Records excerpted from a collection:
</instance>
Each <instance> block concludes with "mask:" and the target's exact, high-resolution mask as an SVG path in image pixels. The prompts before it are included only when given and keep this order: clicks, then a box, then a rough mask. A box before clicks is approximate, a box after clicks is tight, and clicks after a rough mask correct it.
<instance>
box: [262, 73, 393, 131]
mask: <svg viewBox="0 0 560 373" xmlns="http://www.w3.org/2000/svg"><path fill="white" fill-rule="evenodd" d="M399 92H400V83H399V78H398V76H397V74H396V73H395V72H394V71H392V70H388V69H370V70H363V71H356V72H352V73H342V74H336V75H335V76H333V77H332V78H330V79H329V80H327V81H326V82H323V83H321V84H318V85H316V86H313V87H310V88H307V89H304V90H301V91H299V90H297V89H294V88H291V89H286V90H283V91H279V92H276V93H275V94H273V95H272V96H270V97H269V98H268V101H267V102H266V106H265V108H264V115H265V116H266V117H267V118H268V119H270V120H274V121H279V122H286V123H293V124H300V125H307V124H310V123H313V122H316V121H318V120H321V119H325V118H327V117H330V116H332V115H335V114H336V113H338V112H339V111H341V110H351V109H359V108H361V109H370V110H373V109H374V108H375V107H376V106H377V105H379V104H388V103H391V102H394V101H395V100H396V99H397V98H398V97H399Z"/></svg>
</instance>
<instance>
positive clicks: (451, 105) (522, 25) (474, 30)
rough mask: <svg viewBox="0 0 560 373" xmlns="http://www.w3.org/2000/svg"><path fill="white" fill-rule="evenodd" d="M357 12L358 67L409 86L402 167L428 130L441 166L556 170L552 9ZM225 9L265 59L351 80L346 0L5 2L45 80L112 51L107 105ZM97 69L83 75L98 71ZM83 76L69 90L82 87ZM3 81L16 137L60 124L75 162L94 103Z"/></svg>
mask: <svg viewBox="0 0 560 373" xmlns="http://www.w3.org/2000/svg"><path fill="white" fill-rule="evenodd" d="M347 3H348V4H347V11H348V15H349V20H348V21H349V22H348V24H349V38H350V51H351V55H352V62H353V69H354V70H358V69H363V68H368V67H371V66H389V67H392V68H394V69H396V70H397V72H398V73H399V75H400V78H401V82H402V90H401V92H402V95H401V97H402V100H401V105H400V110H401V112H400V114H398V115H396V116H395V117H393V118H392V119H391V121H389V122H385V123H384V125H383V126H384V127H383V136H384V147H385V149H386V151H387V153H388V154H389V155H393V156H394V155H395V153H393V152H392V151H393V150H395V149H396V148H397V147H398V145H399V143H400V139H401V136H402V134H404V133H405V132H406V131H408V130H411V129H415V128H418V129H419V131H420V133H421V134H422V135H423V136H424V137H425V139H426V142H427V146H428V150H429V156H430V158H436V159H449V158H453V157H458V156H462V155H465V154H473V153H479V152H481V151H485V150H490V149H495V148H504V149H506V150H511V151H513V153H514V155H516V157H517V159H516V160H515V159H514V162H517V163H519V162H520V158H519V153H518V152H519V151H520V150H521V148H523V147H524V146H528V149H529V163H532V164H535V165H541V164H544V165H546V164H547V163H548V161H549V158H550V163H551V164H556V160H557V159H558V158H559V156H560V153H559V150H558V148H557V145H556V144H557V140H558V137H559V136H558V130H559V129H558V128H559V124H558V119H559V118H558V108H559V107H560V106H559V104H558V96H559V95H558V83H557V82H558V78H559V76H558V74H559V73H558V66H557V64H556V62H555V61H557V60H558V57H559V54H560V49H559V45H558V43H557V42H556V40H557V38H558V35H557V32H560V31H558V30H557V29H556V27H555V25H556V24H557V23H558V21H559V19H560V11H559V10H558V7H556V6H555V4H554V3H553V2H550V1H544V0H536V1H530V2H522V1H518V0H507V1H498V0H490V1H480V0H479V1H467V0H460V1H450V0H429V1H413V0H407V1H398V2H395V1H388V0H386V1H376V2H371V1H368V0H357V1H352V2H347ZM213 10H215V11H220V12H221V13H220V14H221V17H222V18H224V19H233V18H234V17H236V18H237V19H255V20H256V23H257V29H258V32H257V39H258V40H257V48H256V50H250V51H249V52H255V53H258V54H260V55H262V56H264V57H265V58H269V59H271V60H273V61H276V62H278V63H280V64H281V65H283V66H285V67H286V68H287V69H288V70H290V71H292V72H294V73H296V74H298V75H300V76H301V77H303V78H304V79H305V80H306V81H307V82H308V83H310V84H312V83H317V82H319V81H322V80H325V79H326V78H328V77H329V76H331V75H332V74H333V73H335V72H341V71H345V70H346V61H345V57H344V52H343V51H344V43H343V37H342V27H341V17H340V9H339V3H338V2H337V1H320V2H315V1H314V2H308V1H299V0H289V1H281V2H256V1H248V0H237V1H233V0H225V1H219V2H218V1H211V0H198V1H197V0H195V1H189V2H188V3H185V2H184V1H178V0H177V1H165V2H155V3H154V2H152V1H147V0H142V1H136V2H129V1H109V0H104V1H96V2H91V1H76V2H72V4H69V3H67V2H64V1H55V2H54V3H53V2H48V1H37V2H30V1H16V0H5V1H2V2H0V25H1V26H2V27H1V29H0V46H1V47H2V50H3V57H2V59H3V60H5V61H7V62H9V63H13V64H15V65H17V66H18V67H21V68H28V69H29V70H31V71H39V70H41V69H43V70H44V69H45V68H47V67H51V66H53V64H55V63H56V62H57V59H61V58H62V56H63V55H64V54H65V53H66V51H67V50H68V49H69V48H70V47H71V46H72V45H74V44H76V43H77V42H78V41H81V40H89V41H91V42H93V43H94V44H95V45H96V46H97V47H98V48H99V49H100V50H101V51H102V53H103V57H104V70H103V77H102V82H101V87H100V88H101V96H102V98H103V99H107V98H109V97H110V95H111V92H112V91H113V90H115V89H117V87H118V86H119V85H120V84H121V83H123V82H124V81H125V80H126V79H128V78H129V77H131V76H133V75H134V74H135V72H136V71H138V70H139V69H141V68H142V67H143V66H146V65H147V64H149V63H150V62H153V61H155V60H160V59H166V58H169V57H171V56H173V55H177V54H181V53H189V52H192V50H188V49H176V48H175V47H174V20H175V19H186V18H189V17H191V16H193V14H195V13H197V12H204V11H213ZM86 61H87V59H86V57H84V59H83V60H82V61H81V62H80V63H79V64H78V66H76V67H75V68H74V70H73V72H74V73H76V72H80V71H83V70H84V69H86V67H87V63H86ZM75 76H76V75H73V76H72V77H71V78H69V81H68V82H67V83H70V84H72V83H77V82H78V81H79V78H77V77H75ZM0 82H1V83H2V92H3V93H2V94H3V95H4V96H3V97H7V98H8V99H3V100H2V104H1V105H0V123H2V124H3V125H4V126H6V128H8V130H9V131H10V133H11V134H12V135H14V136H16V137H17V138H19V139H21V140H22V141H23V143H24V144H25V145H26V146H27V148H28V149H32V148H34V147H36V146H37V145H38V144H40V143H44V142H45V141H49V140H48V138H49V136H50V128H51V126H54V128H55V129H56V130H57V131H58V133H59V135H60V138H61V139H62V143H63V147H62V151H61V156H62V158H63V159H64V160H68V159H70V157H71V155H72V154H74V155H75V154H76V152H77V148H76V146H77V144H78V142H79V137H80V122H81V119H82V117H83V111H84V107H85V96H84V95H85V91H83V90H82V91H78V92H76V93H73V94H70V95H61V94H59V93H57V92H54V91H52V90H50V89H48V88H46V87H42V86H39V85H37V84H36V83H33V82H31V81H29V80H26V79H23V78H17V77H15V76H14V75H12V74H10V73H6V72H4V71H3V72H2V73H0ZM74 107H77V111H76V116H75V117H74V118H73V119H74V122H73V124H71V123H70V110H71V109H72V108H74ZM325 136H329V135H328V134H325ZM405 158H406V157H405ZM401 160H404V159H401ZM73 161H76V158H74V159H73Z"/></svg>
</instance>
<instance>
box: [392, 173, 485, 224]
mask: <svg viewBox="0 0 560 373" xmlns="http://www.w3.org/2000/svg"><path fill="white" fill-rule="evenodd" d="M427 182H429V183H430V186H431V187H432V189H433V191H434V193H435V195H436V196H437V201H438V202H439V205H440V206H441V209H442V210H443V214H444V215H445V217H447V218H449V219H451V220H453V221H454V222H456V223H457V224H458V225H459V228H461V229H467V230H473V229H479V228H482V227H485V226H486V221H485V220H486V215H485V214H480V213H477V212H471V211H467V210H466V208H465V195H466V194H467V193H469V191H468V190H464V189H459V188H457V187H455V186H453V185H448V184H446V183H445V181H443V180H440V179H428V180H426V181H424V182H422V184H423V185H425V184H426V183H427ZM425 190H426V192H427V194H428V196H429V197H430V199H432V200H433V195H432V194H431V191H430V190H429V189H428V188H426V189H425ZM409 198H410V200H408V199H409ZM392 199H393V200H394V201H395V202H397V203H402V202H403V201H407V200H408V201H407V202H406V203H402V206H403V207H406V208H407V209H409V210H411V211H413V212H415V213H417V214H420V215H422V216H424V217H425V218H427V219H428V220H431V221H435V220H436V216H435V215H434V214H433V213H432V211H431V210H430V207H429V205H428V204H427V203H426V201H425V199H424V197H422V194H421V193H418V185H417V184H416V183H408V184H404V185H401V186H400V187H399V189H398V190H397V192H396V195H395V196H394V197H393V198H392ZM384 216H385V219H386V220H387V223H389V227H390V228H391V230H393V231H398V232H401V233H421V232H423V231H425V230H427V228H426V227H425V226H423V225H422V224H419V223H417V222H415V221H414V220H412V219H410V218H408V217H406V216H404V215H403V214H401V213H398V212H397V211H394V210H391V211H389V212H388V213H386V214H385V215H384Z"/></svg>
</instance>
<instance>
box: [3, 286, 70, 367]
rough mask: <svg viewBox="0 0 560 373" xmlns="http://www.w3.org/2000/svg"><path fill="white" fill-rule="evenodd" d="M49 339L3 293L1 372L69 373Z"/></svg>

→ AIM OF THE TASK:
Among the lines above, find those with the word "clicks". Copy them.

→ EXPECTED ANSWER:
Each <instance> block concludes with "mask:" and the target's exact, high-resolution mask as an SVG path in image pixels. The prompts before it are included only when given and keep this order: clicks, then a box, then a rough mask. A box before clicks is approximate, a box after clicks is tight, and clicks after a rough mask correct it.
positive clicks: (451, 105) (522, 25) (474, 30)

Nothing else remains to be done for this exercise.